## OBJECTIVE
From the review of the "Eastbound & Down" season premiere, write out word for word the passage that begins at the words "The end of the" and stops after "we to argue?".

## EXCERPTED TEXT
++++++++++

Danny McBride’s committed performance anchors an excellent ‘Eastbound & Down’ season premiere

I honestly never expected to see Kenny Powers again.

The end of the third season was such a decisive conclusion, giving him the happy ending that he needed instead of the one he wanted, that I figured we were done with him as a character. After all, heading into that season, Jody Hill and Danny McBride and David Gordon Green all seemed relatively sure that they were done with him, and if they felt like they were finished, who were we to argue?

The very end of that final episode, though, threw so many big ideas at us so quickly that it went from feeling like the finish of something to feeling like a giant challenge. Once your lead character fakes his own death to walk away from his dream life in professional sports, can he really just go home and live a happy domestic life?

Yeah, right.

This season’s first episode had the misfortune of being aired on Sunday night, when pretty much everyone’s full attention was focused on the end of “Breaking Bad.” I hope people double back, though, because “Eastbound and Down” came out swinging with their first episode, checking in on suburban dad Kenny Powers, and from the very start of the episode, with him sitting in his car on the way to work, happily observing to himself, “I love NPR,” it’s obvious that things have changed for Kenny.

It’s amazing how even today, even in an age where pretty much every extreme has been captured on film, something as simple as language can still retain the power to shock. The greatest strength of Kenny as a character comes from his absolute lack of restraint in how he speaks, how he thinks, how he parties. There’s not a thought that passes through his head that he won’t vocalize. Watching him struggle to live this family life, he is in obvious pain. He hates his boss. He hates being anonymous. And more than anything, he hates that April (Katy Mixon) has eclipsed him. The script he’s writing (complete with on-set bloopers over the end credits) is one more chance for him to rewrite his own mythology, something that has been important to him since the first episode of the series. Kenny doesn’t just want to live a noteworthy life; he also wants to be the one who decides how that story is told.

There were so many golden observations in this episode. When he’s talking to his kids about movies, he asks if they know what a motion picture is. “Human Centipede,” answers his adorable little four year old daughter Shayna (Emma Salzman). “They ate poo poo.”

“And someone had to write that they ate poo poo,” Kenny explains. “That’s what a screenplay is. That’s what your dad just did.” You know the old saying that you love all your kids equally? Well, that is not the case for Kenny. He seems to have grown permanently annoyed with Toby, who was an infant in season three, while he dotes on Shayna. Watching him try to be the perfect husband and swallow all of the impulse control problems that define him, you know it can’t last, and just seven minutes into the episode, we see how Kenny’s just wearing a happy face while, in private, he struggles with his rage, throwing tiny little passive-aggressive fits that involve smashing a vase or mooshing the donuts.

++++++++++

## LISTING
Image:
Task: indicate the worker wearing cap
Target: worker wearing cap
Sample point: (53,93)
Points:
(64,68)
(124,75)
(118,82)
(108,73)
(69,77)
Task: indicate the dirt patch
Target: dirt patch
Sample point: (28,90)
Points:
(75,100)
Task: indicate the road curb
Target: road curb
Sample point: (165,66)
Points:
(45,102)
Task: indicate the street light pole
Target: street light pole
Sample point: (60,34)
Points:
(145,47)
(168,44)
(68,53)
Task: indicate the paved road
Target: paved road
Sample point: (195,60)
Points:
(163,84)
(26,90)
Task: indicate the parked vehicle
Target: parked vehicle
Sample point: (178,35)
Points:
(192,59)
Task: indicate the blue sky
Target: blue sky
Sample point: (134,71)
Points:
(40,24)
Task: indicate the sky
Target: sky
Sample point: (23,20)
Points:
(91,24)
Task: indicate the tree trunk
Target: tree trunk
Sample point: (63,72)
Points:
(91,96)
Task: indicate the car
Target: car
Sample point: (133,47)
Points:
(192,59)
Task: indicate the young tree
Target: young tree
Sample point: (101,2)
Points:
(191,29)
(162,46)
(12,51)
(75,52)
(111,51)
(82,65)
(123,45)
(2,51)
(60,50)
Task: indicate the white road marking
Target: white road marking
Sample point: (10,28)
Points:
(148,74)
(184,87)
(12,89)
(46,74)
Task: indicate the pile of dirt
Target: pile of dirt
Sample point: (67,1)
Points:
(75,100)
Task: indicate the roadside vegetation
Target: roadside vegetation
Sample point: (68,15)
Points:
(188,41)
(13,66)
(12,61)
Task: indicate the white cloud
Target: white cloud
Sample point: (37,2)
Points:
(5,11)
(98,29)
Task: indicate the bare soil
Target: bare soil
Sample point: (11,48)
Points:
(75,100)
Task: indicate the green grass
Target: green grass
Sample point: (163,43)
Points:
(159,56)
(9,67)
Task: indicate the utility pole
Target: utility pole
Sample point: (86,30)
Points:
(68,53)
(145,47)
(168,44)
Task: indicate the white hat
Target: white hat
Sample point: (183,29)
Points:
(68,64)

++++++++++

## TASK SOLUTION
The end of the third season was such a decisive conclusion, giving him the happy ending that he needed instead of the one he wanted, that I figured we were done with him as a character. After all, heading into that season, Jody Hill and Danny McBride and David Gordon Green all seemed relatively sure that they were done with him, and if they felt like they were finished, who were we to argue?